» Stored records
[START]
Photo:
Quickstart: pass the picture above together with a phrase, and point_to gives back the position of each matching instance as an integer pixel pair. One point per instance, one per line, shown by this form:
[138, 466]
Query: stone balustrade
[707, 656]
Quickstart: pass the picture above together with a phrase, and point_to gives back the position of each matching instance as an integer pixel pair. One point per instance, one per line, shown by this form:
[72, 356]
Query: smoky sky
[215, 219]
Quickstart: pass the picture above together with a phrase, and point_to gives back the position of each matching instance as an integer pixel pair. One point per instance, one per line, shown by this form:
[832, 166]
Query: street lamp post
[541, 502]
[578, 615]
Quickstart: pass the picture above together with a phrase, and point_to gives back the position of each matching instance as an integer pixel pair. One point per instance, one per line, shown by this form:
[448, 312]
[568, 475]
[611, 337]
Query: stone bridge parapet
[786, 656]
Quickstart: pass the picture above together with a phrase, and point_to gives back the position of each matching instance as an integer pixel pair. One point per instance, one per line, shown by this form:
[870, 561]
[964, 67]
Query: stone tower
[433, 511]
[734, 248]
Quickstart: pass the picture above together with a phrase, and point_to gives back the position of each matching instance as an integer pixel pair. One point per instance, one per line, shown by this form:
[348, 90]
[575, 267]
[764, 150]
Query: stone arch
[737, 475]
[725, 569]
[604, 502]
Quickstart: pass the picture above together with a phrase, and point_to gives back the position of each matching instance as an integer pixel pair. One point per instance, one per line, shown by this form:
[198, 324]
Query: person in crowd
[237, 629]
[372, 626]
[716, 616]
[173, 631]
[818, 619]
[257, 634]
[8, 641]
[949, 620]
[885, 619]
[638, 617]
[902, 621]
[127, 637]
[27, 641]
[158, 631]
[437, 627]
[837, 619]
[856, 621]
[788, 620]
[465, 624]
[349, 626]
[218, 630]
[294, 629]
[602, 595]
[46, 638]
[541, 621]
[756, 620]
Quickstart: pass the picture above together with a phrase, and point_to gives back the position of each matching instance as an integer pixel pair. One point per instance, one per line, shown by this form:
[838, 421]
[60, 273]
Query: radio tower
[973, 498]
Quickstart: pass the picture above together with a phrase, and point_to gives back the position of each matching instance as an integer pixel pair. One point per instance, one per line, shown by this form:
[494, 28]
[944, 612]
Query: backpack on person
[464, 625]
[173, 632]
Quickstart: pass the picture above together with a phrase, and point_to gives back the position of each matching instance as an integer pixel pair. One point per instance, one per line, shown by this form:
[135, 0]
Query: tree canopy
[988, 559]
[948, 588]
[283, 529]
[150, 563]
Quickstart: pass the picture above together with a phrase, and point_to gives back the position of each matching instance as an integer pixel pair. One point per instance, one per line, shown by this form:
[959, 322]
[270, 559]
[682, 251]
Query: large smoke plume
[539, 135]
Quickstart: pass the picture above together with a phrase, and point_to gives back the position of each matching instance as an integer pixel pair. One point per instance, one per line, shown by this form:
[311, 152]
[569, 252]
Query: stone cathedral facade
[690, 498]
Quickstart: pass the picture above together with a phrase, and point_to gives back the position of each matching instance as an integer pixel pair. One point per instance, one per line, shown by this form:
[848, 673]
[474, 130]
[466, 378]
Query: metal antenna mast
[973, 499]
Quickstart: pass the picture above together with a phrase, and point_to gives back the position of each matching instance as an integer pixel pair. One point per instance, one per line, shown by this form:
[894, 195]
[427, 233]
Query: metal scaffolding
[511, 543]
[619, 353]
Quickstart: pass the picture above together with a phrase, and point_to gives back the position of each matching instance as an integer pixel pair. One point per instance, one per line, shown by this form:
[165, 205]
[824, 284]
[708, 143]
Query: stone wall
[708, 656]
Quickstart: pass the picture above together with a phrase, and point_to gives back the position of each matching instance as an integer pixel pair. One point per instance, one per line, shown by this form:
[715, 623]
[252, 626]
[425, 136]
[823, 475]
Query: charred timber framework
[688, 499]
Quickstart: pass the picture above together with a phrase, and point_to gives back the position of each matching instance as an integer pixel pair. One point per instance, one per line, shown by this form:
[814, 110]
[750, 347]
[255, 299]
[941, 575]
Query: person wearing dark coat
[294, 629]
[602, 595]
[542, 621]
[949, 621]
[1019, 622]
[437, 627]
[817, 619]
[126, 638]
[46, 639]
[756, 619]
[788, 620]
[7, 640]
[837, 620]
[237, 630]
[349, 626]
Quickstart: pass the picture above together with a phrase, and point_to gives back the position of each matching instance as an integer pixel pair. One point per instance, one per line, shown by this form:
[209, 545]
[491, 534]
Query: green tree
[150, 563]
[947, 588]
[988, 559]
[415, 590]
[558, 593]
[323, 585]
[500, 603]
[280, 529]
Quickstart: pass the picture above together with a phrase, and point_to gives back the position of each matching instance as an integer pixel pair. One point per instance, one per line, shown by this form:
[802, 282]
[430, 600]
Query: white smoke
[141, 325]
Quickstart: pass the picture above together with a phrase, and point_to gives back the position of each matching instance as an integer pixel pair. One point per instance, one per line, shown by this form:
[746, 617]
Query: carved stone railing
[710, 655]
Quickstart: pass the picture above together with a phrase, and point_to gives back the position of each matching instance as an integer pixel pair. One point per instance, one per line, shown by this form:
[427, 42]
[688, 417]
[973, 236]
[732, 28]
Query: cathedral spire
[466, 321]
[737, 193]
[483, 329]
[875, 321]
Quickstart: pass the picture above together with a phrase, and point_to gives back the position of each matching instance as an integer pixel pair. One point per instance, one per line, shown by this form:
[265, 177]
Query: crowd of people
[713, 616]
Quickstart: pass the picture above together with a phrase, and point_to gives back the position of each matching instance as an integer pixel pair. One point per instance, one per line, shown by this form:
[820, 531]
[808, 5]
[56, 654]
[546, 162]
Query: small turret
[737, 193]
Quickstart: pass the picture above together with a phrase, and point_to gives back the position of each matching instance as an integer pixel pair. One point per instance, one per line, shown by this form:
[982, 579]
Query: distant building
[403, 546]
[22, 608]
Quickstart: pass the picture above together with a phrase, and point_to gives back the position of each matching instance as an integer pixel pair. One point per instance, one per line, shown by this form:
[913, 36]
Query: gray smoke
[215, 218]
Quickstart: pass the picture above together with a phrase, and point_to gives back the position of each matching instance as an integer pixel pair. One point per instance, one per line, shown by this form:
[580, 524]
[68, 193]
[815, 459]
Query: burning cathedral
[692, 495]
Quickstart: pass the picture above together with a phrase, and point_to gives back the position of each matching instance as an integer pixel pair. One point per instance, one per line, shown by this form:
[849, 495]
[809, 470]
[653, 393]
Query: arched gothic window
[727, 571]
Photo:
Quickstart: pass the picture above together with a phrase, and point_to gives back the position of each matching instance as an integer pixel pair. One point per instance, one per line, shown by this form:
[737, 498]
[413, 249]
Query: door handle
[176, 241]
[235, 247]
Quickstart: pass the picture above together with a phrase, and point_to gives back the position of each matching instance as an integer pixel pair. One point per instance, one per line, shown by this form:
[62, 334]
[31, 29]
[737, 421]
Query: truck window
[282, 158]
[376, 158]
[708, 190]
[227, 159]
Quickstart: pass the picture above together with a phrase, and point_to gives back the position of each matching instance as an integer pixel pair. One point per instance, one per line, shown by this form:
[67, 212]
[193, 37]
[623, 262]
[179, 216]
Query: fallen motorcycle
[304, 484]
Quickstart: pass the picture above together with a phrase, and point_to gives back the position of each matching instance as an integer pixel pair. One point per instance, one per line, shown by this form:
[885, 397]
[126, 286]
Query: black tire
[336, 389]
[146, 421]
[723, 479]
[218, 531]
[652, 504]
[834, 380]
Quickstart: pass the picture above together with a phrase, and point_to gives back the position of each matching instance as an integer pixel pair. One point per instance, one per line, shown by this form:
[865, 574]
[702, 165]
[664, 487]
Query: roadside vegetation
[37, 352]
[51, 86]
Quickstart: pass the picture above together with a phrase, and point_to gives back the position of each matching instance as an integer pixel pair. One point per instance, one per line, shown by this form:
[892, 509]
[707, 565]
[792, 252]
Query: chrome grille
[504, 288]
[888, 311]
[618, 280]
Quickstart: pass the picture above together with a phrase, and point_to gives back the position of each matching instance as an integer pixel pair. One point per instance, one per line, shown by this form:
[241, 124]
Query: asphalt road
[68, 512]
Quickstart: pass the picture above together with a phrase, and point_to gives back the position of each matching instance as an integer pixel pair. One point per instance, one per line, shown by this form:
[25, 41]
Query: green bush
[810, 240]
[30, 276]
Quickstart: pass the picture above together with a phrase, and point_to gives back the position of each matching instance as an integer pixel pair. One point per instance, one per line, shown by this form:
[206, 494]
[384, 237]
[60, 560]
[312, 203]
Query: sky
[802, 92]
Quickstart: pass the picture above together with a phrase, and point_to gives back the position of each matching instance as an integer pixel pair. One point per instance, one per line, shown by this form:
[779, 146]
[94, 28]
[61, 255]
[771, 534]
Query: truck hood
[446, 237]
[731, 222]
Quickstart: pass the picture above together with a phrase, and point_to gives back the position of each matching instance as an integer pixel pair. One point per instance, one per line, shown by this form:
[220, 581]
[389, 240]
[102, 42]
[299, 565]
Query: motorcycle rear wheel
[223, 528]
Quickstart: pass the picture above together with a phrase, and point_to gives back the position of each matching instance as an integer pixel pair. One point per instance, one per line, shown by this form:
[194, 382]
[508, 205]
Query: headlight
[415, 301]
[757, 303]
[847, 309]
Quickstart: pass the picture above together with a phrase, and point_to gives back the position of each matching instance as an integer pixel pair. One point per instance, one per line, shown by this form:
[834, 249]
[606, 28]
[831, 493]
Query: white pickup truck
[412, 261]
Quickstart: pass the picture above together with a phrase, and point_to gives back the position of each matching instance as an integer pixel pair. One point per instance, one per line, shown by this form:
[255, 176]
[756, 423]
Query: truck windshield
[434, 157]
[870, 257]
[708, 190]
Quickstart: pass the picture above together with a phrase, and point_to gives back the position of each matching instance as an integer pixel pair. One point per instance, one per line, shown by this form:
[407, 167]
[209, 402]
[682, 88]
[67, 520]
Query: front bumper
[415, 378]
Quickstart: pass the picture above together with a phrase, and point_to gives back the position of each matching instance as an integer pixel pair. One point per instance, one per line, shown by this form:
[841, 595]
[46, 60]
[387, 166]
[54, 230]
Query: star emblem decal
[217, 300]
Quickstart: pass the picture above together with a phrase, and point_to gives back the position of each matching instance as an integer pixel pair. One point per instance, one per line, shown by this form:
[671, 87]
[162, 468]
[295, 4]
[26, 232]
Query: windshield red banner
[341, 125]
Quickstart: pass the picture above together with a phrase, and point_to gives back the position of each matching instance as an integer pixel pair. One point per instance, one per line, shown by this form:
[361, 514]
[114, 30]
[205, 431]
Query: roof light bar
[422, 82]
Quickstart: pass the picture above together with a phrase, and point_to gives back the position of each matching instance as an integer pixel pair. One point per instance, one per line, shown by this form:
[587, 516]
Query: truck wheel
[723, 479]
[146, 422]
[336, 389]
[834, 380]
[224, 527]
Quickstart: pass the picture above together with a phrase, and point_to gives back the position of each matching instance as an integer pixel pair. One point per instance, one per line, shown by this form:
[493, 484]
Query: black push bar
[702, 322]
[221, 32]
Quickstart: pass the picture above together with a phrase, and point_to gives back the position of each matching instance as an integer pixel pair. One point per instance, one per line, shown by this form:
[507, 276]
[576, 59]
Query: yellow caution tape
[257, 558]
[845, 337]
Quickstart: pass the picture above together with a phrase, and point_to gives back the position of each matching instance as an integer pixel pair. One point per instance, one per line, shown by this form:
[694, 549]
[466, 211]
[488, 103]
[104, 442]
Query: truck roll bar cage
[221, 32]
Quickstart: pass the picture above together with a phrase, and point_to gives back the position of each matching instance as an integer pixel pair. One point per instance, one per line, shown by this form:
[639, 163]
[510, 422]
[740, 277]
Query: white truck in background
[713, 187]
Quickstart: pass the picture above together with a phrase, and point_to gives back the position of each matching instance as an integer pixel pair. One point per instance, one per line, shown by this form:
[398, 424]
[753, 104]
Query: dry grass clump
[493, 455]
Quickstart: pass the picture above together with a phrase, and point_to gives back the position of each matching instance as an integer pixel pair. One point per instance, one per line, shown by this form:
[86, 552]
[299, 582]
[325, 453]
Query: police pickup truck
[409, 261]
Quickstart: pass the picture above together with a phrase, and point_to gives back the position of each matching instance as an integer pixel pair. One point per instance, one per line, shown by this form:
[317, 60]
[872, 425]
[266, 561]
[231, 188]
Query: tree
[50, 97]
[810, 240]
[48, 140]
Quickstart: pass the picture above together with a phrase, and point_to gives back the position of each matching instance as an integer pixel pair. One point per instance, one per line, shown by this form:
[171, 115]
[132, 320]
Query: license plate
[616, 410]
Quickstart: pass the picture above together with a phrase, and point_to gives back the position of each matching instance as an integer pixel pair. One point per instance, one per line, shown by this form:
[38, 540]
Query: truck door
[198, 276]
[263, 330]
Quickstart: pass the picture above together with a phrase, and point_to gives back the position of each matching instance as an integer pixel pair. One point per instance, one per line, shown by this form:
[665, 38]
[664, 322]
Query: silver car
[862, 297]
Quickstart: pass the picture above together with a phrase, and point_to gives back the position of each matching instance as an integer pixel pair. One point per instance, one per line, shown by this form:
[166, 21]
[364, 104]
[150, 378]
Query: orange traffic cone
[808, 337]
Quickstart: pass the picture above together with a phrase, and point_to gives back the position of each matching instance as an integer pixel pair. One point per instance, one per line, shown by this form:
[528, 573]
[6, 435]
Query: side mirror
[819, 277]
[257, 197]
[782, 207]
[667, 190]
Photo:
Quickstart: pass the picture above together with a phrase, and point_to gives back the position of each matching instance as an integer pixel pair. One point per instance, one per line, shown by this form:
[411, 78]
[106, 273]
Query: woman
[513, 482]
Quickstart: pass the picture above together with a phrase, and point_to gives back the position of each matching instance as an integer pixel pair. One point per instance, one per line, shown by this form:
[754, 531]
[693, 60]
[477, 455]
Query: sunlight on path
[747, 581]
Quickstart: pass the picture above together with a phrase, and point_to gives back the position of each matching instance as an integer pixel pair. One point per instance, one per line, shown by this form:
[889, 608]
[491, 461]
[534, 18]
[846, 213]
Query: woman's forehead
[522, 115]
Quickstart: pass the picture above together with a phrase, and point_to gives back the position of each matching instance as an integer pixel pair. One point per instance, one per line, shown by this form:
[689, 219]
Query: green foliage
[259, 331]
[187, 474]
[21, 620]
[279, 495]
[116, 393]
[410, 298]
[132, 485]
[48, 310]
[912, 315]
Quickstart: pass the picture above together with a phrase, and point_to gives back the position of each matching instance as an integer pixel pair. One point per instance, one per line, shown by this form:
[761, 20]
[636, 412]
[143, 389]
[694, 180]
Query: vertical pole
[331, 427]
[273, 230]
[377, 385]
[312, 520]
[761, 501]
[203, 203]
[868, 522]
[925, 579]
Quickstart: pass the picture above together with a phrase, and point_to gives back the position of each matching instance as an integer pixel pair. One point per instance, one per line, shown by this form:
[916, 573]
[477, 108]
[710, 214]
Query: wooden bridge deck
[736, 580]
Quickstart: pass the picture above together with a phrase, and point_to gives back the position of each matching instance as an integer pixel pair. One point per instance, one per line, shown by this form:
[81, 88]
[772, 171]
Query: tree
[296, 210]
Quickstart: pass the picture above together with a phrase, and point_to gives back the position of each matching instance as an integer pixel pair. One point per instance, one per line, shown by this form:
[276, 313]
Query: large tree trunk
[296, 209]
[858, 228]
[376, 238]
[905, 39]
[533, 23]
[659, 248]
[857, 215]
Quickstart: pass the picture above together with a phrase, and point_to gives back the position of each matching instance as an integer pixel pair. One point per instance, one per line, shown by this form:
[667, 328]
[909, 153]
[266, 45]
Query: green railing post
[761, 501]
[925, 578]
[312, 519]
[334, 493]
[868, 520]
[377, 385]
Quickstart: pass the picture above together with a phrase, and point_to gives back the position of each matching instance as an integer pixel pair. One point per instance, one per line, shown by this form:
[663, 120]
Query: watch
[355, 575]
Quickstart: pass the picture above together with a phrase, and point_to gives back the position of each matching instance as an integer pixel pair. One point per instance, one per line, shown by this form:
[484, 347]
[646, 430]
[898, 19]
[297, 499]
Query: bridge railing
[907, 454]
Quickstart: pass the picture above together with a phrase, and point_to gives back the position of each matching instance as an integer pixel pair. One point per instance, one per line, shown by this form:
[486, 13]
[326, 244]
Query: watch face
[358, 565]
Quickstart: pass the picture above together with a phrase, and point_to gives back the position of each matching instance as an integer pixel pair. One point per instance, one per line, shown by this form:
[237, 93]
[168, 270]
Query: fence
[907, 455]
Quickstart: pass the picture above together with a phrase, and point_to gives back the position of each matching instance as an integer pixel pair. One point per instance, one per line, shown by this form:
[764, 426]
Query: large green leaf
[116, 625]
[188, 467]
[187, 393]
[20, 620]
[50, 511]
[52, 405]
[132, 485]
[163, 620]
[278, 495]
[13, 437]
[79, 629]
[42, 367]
[END]
» Task prompt
Pull out each line of the data above that contains the word "wheel", copying every such line in full.

» The output
Query: motorcycle rear wheel
Query: truck wheel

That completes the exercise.